**** Recorded data ****

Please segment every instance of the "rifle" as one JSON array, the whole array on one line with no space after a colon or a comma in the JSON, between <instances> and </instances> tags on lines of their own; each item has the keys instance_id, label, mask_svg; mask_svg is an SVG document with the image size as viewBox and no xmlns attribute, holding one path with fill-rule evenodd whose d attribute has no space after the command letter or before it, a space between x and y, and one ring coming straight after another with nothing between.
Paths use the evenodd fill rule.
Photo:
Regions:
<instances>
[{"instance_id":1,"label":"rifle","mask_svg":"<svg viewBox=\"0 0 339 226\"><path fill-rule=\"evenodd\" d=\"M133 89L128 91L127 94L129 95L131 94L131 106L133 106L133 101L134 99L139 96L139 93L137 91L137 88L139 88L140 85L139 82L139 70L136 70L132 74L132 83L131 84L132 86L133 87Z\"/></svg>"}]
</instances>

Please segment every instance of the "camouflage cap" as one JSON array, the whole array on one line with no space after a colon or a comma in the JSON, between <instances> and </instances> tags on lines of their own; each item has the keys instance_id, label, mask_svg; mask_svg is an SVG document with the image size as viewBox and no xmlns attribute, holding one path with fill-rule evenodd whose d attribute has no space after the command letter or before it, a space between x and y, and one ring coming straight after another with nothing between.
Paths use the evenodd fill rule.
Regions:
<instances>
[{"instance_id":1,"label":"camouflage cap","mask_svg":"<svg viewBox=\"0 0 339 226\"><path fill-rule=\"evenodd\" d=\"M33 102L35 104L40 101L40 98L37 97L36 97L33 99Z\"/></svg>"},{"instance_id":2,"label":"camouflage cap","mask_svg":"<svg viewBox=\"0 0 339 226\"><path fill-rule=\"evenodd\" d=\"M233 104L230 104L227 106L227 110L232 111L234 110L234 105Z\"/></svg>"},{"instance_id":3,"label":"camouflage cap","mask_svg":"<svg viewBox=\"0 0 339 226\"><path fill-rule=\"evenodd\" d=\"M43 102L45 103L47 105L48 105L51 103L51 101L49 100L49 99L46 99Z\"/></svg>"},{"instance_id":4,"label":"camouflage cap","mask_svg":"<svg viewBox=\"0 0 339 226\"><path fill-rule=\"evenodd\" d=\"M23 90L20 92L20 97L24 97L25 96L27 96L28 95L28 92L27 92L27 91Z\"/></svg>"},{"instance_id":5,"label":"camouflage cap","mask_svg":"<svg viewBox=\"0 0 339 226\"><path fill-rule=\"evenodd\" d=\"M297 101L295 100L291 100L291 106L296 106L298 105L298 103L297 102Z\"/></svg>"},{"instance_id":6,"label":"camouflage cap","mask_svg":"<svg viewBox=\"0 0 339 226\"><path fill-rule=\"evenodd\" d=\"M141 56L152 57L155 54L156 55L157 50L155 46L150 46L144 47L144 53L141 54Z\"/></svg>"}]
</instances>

****

◆ **Given request**
Return all of the data exactly as it reads.

◆ **Solution to this exercise**
Please segment every instance of the "rifle" as one JSON array, the whole array on one line with no space after a colon or a comma in the JSON, between <instances> and </instances> tags on lines of their own; each item has the keys instance_id, label, mask_svg; mask_svg is an SVG document with the image size as viewBox and no xmlns attribute, holding one path with fill-rule evenodd whose d attribute has no space after the command letter or before it, a space between x and y, and one ring coming straight after another with nothing between.
Paths use the evenodd fill rule.
Photo:
Regions:
<instances>
[{"instance_id":1,"label":"rifle","mask_svg":"<svg viewBox=\"0 0 339 226\"><path fill-rule=\"evenodd\" d=\"M133 89L128 91L127 94L129 95L131 94L131 106L133 106L133 101L134 99L139 96L139 93L137 91L137 88L139 88L140 85L139 82L139 70L136 70L132 74L132 83L131 84L132 86L133 87Z\"/></svg>"}]
</instances>

Please segment every instance of the "camouflage cap" as one JSON array, the whole array on one line with no space after a colon or a comma in the JSON, between <instances> and </instances> tags on lines of their own; each item has the keys instance_id, label, mask_svg; mask_svg is an SVG document with the image size as viewBox and no xmlns attribute, holding one path with fill-rule evenodd whose d attribute has no space after the command letter or before it, a space between x and y, and one ring coming straight after another with nothing between.
Paths use the evenodd fill rule.
Regions:
<instances>
[{"instance_id":1,"label":"camouflage cap","mask_svg":"<svg viewBox=\"0 0 339 226\"><path fill-rule=\"evenodd\" d=\"M33 102L35 104L40 101L40 98L37 97L36 97L33 99Z\"/></svg>"},{"instance_id":2,"label":"camouflage cap","mask_svg":"<svg viewBox=\"0 0 339 226\"><path fill-rule=\"evenodd\" d=\"M233 104L230 104L227 106L227 110L232 111L234 110L234 105Z\"/></svg>"},{"instance_id":3,"label":"camouflage cap","mask_svg":"<svg viewBox=\"0 0 339 226\"><path fill-rule=\"evenodd\" d=\"M43 102L45 103L47 105L48 105L51 103L51 101L49 100L49 99L46 99Z\"/></svg>"},{"instance_id":4,"label":"camouflage cap","mask_svg":"<svg viewBox=\"0 0 339 226\"><path fill-rule=\"evenodd\" d=\"M23 90L20 92L20 97L24 97L25 96L27 96L28 95L28 92L27 92L27 91Z\"/></svg>"},{"instance_id":5,"label":"camouflage cap","mask_svg":"<svg viewBox=\"0 0 339 226\"><path fill-rule=\"evenodd\" d=\"M297 101L295 100L291 100L291 106L296 106L298 105L298 103L297 102Z\"/></svg>"},{"instance_id":6,"label":"camouflage cap","mask_svg":"<svg viewBox=\"0 0 339 226\"><path fill-rule=\"evenodd\" d=\"M141 56L152 57L155 54L156 55L157 50L155 46L150 46L144 47L144 53L141 54Z\"/></svg>"}]
</instances>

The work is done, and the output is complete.